Report the number of lines in the records below that contain the string "balcony". Give only the number.

Records to process start

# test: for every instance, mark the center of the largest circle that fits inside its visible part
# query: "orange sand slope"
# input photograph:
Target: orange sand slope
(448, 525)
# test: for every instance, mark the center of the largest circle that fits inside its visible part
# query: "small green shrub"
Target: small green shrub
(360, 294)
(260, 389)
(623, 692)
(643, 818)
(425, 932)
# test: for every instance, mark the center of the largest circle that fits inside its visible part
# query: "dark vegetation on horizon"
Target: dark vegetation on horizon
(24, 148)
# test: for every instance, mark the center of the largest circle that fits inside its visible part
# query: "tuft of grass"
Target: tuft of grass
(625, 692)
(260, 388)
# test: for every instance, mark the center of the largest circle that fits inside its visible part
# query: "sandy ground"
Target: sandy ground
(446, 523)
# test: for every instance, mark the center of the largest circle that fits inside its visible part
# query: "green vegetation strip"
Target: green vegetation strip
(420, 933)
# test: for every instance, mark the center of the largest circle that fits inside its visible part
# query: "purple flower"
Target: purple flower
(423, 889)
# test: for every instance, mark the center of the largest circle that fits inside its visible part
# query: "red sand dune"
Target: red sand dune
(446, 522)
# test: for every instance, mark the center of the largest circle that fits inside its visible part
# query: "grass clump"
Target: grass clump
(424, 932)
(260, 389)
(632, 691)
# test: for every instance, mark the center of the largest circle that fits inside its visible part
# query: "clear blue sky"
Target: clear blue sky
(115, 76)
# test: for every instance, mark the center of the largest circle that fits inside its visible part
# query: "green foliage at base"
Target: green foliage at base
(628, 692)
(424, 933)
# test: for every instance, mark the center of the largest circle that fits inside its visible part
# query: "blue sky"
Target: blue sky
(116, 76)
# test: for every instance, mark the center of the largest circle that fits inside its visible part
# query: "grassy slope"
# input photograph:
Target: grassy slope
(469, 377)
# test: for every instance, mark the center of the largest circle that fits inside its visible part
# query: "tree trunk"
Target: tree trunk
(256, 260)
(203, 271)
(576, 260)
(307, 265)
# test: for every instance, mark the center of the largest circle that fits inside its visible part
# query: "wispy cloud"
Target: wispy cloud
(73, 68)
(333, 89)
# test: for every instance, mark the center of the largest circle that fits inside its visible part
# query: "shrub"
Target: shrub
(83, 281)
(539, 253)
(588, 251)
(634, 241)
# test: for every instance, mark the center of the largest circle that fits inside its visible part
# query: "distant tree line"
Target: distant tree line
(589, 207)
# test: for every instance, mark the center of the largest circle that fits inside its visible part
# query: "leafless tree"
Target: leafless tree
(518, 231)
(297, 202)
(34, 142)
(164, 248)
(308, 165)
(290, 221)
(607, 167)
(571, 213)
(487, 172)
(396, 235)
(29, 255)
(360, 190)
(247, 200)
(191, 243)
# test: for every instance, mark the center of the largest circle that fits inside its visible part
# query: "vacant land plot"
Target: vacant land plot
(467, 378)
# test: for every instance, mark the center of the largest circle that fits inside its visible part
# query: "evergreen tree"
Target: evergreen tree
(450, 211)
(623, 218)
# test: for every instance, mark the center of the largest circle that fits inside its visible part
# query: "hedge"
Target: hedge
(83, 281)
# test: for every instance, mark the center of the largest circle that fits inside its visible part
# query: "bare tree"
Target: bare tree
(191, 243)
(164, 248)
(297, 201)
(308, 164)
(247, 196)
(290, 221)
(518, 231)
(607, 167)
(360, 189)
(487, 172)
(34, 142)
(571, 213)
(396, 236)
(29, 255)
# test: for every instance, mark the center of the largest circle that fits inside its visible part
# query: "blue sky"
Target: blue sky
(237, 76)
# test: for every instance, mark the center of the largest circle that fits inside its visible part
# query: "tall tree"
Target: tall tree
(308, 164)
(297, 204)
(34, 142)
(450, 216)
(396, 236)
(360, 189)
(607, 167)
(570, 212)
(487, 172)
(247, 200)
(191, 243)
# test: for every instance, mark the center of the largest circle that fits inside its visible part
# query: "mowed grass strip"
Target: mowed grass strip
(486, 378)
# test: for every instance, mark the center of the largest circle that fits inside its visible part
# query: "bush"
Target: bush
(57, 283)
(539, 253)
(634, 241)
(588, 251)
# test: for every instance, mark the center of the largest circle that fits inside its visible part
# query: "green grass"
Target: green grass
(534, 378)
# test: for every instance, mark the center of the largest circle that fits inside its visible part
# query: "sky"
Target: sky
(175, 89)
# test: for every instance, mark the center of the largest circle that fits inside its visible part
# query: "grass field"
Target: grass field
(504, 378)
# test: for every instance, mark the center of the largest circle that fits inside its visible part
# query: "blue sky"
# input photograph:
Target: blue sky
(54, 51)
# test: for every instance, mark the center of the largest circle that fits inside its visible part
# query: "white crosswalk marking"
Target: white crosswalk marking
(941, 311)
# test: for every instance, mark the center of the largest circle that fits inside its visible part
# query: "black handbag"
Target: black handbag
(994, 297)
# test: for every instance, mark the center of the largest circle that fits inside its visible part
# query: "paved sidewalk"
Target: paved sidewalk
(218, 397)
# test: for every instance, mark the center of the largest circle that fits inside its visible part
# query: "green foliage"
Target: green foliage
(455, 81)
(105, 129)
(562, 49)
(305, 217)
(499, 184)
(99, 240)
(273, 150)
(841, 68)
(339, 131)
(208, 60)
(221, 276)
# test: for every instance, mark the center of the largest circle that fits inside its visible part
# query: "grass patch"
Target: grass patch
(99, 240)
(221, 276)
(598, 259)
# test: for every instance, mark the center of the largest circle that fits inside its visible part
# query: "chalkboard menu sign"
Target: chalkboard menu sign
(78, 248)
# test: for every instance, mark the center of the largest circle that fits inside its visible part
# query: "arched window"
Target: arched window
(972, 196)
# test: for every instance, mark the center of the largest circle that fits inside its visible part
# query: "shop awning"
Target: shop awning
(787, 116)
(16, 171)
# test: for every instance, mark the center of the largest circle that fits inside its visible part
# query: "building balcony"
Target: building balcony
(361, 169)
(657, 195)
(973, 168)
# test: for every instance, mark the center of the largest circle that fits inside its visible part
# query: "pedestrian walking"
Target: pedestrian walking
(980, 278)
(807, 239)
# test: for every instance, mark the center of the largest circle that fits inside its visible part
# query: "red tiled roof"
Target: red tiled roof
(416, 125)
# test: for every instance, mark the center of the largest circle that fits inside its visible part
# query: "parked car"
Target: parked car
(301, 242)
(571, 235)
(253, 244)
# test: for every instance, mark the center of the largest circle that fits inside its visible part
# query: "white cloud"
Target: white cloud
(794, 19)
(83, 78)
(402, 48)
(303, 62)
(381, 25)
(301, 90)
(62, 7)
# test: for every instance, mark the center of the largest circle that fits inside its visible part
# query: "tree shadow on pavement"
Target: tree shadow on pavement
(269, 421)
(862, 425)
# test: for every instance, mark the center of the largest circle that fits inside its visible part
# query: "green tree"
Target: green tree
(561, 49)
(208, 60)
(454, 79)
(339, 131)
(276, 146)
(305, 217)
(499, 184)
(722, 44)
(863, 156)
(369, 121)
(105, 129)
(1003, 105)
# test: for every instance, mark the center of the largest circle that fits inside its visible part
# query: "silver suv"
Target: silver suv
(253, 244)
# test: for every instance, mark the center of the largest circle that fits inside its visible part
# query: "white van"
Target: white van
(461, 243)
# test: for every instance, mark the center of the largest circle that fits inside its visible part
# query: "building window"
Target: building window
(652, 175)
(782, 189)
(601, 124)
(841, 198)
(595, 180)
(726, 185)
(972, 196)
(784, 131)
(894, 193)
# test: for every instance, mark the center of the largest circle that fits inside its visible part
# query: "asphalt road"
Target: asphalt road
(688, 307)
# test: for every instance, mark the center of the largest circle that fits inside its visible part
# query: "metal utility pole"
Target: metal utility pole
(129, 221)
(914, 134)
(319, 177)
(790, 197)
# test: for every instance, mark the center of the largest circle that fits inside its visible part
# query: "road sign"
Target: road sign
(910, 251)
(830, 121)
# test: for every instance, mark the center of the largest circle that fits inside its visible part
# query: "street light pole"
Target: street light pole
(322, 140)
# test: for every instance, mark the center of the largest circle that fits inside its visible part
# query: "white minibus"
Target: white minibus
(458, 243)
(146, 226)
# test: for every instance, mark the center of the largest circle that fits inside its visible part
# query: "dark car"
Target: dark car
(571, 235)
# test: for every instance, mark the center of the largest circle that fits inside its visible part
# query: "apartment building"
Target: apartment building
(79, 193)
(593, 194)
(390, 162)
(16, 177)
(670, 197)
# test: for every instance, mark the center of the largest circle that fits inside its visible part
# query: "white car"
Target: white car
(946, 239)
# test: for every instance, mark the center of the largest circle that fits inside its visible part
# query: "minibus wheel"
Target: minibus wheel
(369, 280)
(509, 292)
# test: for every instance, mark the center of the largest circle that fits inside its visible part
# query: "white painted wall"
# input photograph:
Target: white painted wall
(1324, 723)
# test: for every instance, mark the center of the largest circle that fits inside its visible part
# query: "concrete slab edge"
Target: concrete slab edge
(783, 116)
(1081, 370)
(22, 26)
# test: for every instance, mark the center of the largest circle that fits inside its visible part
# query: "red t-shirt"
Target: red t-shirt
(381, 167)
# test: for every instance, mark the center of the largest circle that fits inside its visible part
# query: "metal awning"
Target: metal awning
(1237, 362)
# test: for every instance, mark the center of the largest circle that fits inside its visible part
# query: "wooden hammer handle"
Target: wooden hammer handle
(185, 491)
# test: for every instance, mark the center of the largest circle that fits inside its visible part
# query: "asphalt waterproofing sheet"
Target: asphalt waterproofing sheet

Records to process end

• Solution:
2